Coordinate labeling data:
——

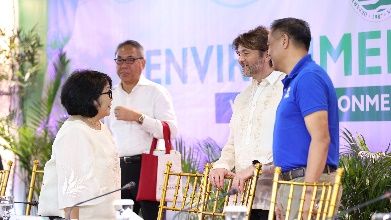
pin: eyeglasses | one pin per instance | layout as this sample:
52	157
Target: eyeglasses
110	93
129	60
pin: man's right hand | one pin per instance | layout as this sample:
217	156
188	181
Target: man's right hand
217	175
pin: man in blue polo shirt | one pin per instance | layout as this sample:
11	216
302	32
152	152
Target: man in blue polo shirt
306	132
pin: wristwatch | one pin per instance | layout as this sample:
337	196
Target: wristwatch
255	162
141	119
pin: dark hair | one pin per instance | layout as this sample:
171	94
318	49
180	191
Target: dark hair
297	29
255	39
132	43
81	89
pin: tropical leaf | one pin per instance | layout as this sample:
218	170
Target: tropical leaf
366	177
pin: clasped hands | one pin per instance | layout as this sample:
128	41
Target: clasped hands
217	175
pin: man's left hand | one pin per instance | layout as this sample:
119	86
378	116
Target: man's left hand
241	177
126	114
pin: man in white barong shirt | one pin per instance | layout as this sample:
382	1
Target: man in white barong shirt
252	122
139	106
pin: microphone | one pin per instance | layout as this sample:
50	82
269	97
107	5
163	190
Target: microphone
129	185
386	195
229	193
33	203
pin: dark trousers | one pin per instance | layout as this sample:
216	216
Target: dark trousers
259	214
130	171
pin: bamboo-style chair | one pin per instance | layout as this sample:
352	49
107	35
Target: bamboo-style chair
194	194
4	175
324	197
30	202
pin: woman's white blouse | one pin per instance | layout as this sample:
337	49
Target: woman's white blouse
84	164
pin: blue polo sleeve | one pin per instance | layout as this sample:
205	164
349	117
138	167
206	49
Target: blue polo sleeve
311	93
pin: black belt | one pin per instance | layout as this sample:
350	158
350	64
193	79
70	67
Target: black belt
300	172
131	159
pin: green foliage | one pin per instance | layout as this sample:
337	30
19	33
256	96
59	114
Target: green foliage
196	155
19	66
367	176
30	137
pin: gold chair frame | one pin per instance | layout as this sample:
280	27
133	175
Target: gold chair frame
198	196
330	193
4	176
30	195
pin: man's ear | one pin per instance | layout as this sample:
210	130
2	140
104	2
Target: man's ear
96	103
285	40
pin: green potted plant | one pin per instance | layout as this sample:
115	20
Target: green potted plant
367	176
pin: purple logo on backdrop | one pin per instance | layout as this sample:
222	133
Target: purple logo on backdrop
223	106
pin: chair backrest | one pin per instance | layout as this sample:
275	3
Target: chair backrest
324	197
30	194
4	175
194	194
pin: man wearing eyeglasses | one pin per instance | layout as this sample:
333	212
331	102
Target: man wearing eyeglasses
139	107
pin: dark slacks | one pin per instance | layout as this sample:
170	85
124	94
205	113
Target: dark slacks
130	171
259	214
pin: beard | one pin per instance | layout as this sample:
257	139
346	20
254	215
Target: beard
251	70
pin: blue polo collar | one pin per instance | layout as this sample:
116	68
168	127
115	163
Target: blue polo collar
296	70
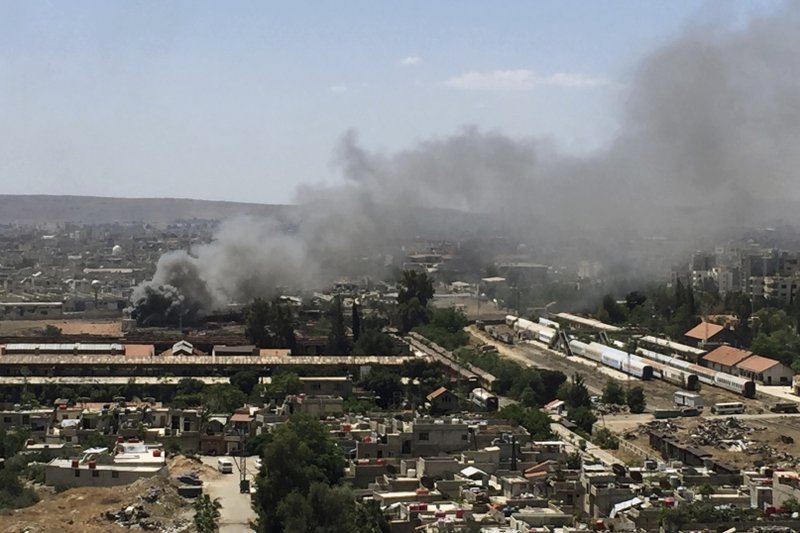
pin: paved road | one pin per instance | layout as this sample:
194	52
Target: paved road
626	422
573	439
236	512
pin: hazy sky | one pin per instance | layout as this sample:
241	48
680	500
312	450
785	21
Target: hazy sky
244	101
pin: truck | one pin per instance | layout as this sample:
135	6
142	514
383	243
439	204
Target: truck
666	413
784	407
688	399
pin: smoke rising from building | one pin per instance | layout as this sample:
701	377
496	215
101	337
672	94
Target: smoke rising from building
708	138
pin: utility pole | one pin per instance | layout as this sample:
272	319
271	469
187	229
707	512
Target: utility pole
244	483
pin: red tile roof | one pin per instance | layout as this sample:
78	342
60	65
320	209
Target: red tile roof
435	394
726	356
704	331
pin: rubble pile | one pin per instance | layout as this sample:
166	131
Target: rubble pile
137	516
134	516
661	426
723	433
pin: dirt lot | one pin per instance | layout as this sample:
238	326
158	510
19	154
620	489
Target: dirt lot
659	393
68	327
739	441
84	509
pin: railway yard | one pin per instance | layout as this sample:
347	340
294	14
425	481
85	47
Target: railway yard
659	393
749	440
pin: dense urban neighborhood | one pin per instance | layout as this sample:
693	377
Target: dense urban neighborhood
436	398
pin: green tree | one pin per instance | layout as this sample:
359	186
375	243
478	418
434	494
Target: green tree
355	319
206	514
386	385
614	311
374	342
583	417
537	422
636	400
415	290
446	328
223	398
605	439
706	490
245	380
791	505
575	393
338	342
613	393
301	453
634	299
270	324
369	518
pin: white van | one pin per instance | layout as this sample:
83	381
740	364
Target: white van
225	465
728	408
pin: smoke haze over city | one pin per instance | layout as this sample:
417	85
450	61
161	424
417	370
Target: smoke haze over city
707	139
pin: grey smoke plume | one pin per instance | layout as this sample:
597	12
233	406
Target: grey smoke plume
709	137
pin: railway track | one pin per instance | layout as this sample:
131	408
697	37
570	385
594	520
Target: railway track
659	394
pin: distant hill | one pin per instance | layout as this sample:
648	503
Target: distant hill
433	223
40	209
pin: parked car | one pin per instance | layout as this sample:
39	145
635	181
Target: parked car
190	479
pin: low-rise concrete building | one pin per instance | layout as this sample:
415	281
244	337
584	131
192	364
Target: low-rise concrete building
97	468
765	370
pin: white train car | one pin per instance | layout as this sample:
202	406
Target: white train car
745	387
696	374
682	378
665	359
532	330
549	323
578	348
630	364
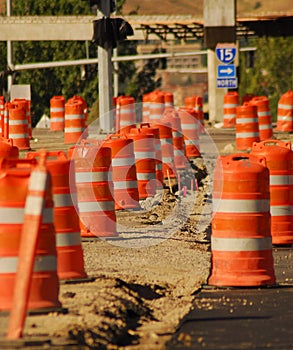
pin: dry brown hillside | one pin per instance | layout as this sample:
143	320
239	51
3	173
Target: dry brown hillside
184	7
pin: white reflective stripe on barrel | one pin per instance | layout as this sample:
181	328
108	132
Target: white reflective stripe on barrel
176	134
281	180
18	136
167	159
62	200
241	244
57	109
88	176
192	126
265	127
247	134
42	263
177	153
123	185
285	118
16	215
241	205
34	205
246	120
146	176
144	155
230	105
281	210
67	239
74	116
282	106
123	161
167	141
73	129
264	114
55	120
86	207
17	122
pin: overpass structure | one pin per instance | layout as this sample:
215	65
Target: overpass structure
181	27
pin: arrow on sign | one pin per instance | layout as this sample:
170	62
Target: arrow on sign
226	70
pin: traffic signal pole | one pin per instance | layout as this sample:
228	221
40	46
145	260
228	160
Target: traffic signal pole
105	76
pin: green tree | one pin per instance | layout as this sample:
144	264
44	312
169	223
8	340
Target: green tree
272	72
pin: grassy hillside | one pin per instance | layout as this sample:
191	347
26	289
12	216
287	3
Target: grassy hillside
183	7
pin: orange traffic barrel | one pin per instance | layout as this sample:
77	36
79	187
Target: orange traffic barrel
18	125
171	116
74	122
166	137
26	104
156	105
2	106
285	112
66	220
145	108
247	130
44	290
85	112
93	175
196	102
190	129
7	150
241	241
264	116
146	128
279	158
126	194
145	162
231	101
169	99
246	98
125	114
57	112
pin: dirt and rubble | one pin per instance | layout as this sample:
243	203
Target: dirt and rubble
140	284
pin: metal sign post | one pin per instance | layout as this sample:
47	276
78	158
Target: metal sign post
105	77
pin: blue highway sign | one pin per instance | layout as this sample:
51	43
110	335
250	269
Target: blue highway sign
226	54
226	71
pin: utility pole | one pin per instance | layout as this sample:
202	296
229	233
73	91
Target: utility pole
219	27
9	49
105	76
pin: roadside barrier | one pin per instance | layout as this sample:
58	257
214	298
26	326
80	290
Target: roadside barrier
156	105
93	175
74	123
247	130
190	129
285	112
231	101
7	150
70	263
171	116
145	162
18	126
241	241
279	159
14	179
57	113
126	194
146	128
125	114
166	137
264	116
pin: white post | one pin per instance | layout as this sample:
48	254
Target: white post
105	77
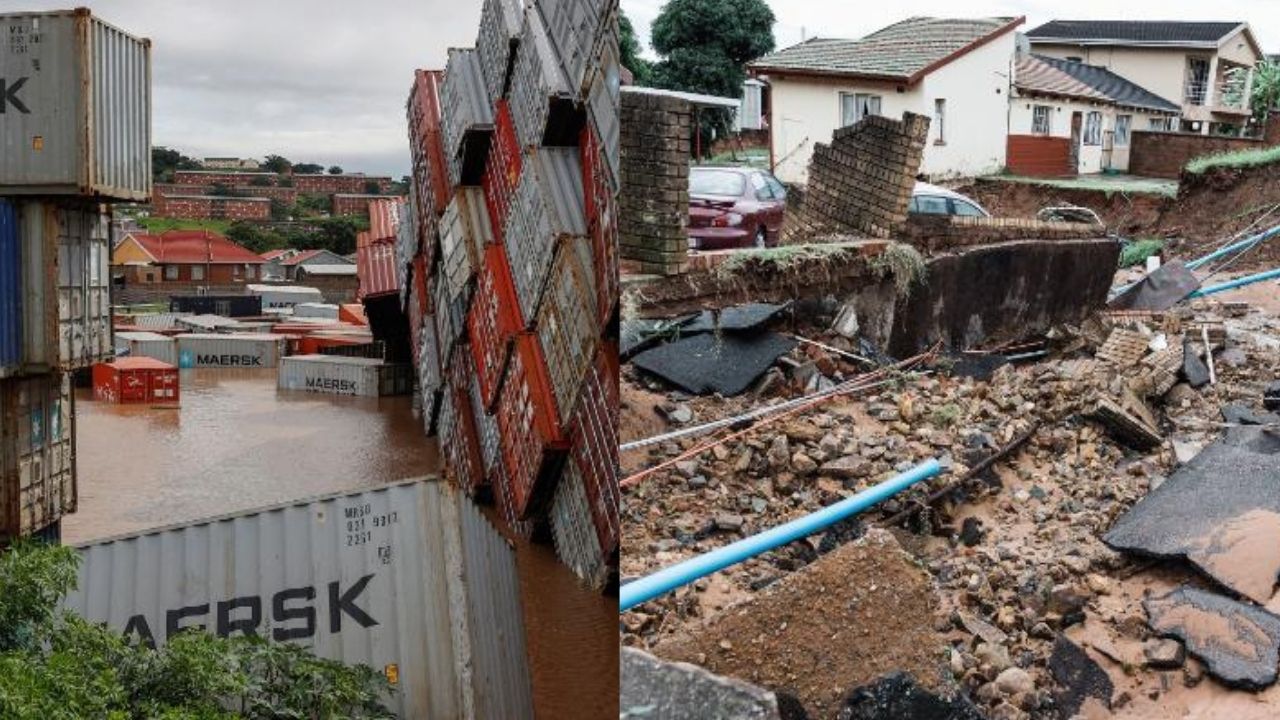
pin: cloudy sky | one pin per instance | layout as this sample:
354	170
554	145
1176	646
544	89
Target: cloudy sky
320	81
799	19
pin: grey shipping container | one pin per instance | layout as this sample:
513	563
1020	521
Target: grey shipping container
77	108
540	96
467	117
410	579
37	454
149	345
242	350
332	374
65	283
548	204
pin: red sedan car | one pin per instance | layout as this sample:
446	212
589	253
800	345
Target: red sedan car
734	208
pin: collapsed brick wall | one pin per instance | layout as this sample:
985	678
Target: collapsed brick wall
860	182
653	229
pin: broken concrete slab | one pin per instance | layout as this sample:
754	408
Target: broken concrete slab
656	689
841	621
1079	679
1239	643
1160	290
711	363
1221	510
897	697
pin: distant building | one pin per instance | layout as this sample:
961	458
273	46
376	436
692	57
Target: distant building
184	256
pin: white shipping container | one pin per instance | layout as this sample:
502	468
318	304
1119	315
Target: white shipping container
410	579
149	345
337	374
76	98
243	350
37	454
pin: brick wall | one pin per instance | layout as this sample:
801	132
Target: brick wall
211	206
860	182
654	197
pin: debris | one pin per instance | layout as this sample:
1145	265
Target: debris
899	697
1078	678
709	363
1221	511
1239	643
656	689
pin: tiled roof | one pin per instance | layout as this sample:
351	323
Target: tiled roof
1139	32
192	247
903	51
1052	76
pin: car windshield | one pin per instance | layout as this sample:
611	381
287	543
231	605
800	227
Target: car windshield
716	182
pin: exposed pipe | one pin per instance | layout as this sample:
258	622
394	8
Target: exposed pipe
684	573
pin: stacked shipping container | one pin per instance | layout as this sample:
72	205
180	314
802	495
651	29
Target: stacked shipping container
515	277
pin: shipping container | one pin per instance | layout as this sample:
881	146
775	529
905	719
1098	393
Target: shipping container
533	438
147	345
410	579
576	542
499	33
502	171
77	108
543	103
567	326
493	320
467	121
37	454
465	231
136	381
315	310
283	296
224	305
329	374
196	350
548	205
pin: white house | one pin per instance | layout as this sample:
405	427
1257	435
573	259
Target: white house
1073	118
958	72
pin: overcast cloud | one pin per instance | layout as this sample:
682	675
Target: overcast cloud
799	19
319	81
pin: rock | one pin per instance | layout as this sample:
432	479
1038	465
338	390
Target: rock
1014	680
1164	654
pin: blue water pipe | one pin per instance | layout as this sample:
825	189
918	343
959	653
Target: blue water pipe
1235	283
684	573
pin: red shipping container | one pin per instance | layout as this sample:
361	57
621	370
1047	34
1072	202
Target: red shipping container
136	379
595	446
502	171
492	322
602	223
533	440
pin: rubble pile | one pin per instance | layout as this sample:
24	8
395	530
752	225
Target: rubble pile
1037	615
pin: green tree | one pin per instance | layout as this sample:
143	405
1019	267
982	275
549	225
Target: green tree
630	49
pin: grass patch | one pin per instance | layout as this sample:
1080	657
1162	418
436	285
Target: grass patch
1234	159
1139	250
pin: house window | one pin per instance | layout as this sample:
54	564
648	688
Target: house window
1121	137
856	105
1093	128
1041	118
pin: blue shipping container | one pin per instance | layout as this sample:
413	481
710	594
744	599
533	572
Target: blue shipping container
10	290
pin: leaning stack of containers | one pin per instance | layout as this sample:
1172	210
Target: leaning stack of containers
515	278
64	158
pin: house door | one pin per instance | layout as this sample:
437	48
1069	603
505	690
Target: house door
1077	122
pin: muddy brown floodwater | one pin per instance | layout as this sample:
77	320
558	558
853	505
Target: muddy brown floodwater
237	443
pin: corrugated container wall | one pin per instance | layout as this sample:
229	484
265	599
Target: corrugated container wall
77	108
410	579
37	454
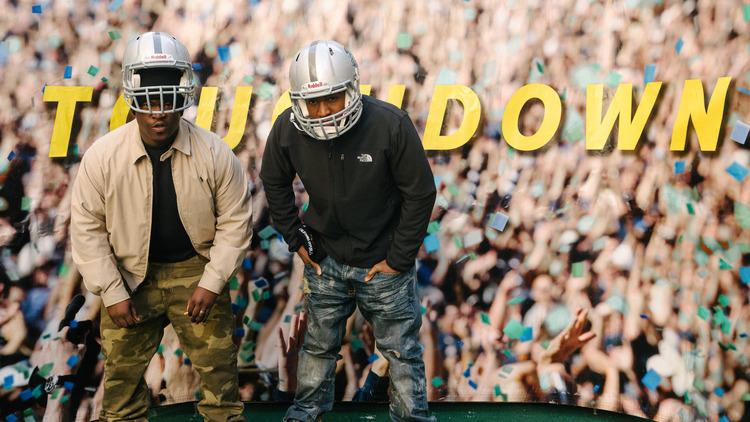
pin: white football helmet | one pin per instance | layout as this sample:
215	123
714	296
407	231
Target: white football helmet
157	50
323	68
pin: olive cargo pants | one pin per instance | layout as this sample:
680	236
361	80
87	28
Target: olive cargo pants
162	298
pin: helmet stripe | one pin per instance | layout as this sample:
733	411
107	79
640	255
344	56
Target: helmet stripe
157	43
311	62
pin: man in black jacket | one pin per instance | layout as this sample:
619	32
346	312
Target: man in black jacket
371	193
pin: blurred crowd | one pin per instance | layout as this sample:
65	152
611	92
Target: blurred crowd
614	284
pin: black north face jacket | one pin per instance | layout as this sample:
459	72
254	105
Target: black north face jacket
371	189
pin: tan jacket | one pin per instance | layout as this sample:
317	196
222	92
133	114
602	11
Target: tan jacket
111	208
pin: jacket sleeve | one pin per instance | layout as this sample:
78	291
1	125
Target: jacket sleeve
277	174
233	220
89	238
413	177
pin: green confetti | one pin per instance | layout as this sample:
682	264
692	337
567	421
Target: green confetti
577	269
267	232
703	313
45	369
742	214
403	40
513	329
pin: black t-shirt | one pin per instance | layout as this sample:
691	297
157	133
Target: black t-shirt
169	240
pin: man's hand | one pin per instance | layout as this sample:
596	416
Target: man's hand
568	341
289	353
200	304
302	252
123	314
380	267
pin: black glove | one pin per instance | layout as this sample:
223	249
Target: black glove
306	239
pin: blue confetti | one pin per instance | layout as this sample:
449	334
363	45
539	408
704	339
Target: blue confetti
73	360
651	380
527	335
26	394
224	55
739	132
649	73
745	274
115	5
737	171
431	243
498	222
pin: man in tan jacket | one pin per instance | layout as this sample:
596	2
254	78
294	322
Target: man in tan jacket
160	222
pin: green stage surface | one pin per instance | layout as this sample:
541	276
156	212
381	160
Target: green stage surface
444	411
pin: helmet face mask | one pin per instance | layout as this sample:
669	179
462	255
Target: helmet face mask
320	69
150	52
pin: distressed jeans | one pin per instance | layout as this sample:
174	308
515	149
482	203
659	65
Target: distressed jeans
390	303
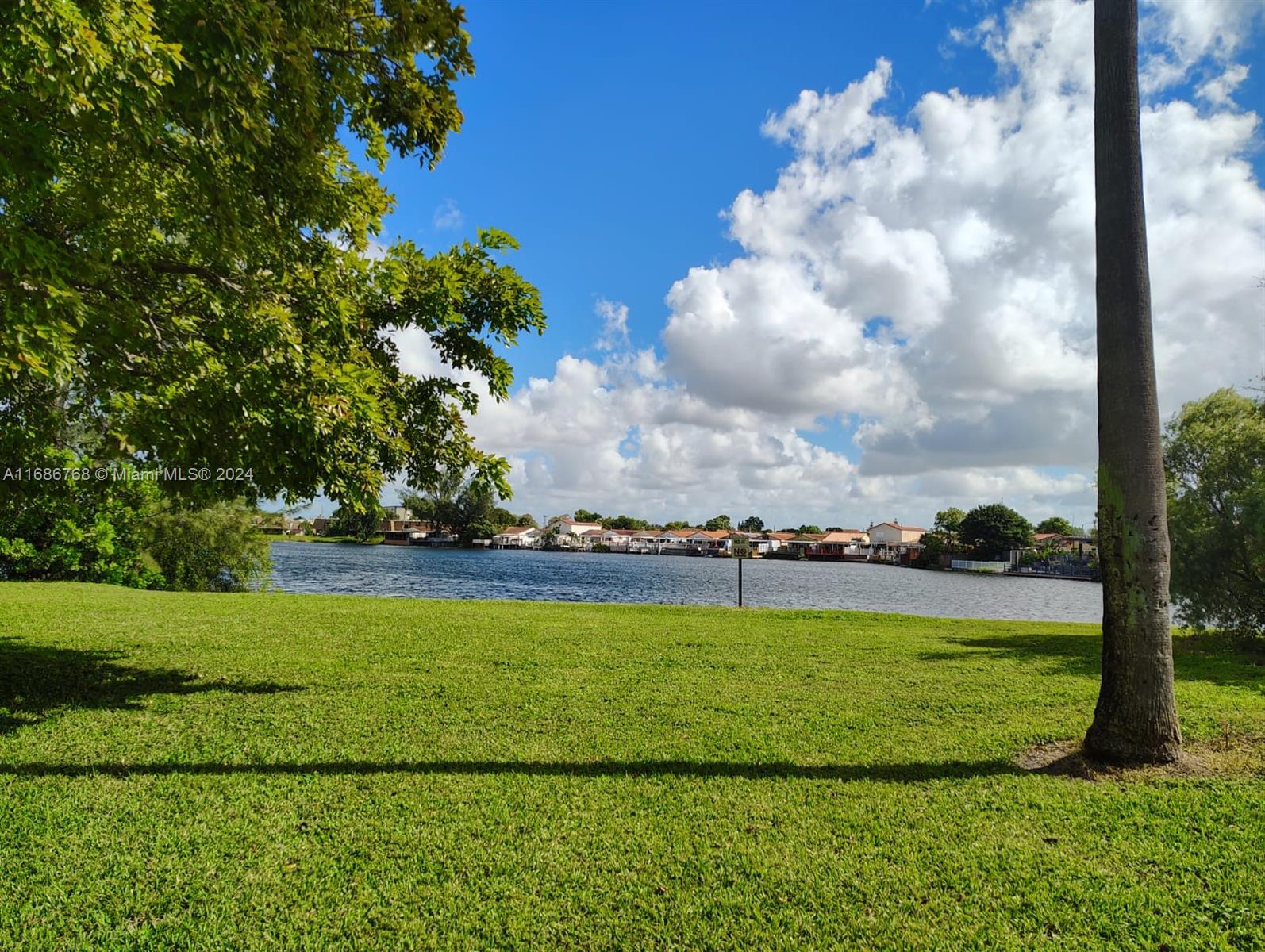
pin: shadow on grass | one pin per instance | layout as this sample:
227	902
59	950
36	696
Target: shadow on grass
37	681
882	773
1202	658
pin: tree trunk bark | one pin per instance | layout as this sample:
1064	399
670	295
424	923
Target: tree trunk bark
1136	717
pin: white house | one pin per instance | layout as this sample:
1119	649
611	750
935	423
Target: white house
571	528
517	538
890	534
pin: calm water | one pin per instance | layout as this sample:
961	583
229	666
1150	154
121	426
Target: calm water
592	577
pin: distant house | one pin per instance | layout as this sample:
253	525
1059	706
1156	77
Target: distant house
1079	545
777	540
841	544
888	534
398	532
894	543
517	538
570	532
805	541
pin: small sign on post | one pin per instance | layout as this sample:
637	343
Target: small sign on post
741	549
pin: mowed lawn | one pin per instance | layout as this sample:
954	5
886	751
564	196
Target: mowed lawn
300	771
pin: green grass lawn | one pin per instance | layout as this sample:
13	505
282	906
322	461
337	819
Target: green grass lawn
300	771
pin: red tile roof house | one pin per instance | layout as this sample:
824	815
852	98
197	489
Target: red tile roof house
840	545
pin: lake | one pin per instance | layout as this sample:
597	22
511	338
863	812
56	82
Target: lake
413	572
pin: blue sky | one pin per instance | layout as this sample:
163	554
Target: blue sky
849	291
607	138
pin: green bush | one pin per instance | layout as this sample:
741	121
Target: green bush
217	549
1215	458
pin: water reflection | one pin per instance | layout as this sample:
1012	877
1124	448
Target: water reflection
587	577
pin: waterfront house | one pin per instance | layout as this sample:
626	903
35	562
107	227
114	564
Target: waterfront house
802	543
571	532
840	545
894	543
517	538
408	532
890	534
1078	545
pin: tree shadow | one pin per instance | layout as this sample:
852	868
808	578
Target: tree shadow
913	773
37	681
1196	656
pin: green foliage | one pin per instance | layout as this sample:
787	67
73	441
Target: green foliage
75	528
948	528
1056	524
992	532
217	549
934	545
847	781
1215	458
357	522
185	236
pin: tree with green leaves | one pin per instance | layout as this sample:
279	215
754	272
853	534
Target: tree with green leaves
948	528
356	522
1136	717
1060	526
992	532
186	270
625	522
1215	459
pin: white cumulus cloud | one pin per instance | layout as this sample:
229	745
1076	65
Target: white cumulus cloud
924	281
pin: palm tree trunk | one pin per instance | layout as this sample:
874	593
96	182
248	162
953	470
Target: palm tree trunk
1136	717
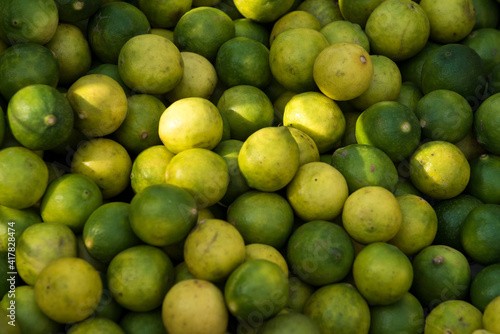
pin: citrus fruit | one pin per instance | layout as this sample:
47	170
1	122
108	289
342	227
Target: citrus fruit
203	30
308	150
365	165
105	162
194	306
404	316
444	115
382	273
349	314
397	136
292	56
263	11
149	167
262	152
41	244
485	43
213	249
40	117
138	322
27	64
107	231
480	232
203	173
244	27
189	123
69	200
379	217
409	95
247	109
385	84
418	227
292	20
317	116
343	71
450	21
325	11
68	290
96	325
317	191
243	61
451	214
28	316
99	104
485	173
266	252
256	290
150	64
139	277
262	217
199	78
72	51
229	150
139	129
485	286
28	21
443	181
320	253
397	29
112	26
164	14
490	316
440	273
455	67
486	122
76	10
23	176
291	323
162	214
345	31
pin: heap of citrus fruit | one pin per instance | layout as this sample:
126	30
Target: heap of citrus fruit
220	166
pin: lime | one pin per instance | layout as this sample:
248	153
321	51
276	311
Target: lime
149	167
192	122
440	273
162	214
139	129
203	30
318	191
139	277
349	314
150	64
247	109
397	29
23	176
112	26
455	316
480	232
213	249
243	61
292	57
68	290
262	217
256	289
320	253
365	165
195	306
40	117
442	181
343	71
27	64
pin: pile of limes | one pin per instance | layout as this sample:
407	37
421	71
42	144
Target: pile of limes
220	166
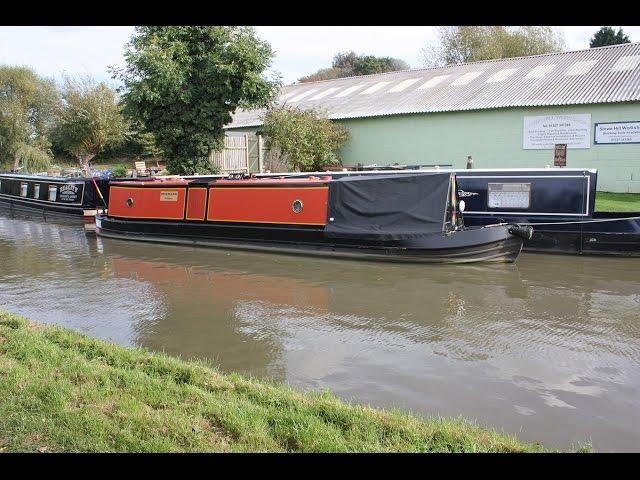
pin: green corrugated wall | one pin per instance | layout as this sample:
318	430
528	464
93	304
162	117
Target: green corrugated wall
493	138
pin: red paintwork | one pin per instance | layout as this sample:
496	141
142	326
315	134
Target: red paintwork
250	203
273	182
147	202
154	182
196	203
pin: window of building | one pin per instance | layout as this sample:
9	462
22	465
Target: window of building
509	195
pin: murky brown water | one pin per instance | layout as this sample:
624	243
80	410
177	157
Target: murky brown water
547	349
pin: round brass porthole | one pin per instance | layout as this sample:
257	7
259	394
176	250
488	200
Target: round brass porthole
296	206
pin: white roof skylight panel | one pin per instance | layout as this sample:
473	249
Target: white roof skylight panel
374	88
404	85
501	75
324	93
284	96
628	62
580	68
303	95
540	71
350	90
467	78
432	82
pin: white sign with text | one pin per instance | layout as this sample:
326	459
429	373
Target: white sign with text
617	132
544	132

——

= Task directions =
Only the lines from the line bearing "pin: lime |" to the end of the listing above, both inclusive, should be extracted verbatim; the pictures are excluded.

= Exercise answer =
pin: lime | one pin per instance | layout as this sample:
248	153
321	51
276	311
Target: lime
149	167
192	122
440	273
162	214
139	129
203	30
318	191
139	277
349	314
150	64
247	109
397	29
23	176
112	26
455	316
480	232
213	249
243	61
292	57
68	290
262	217
256	289
320	253
365	165
195	306
40	117
442	181
343	71
27	64
pin: pile of limes | one pin per instance | layout as this sample:
407	37
421	71
42	144
Target: pile of limes
220	166
pin: green corrugated wall | one pin per instance | layout as this sample:
318	430
528	464
93	304
162	117
Target: green corrugated wall
493	138
pin: red paintwork | one pin per instance | layout as this sample:
496	141
142	326
315	134
Target: red paintwork
250	203
273	182
147	202
154	182
196	203
pin: window of building | one pin per instance | layout as this sample:
9	462
22	465
Target: window of building
509	195
pin: murky brown water | one pin per instance | layout as this sample:
624	243
80	410
177	157
Target: murky brown water
547	349
pin: round brass porthole | one pin per instance | layout as this sample:
257	7
259	394
176	250
488	200
Target: round brass porthole
296	206
pin: white roof skylight panel | one pin per instance | layout as this sample:
473	249
Target: white roof skylight panel
374	88
404	85
501	75
324	93
284	96
628	62
580	68
303	95
540	71
350	90
467	78
432	82
pin: white sign with text | one pin per instance | layout as this sample:
326	459
429	373
Target: white sign with text
617	132
544	132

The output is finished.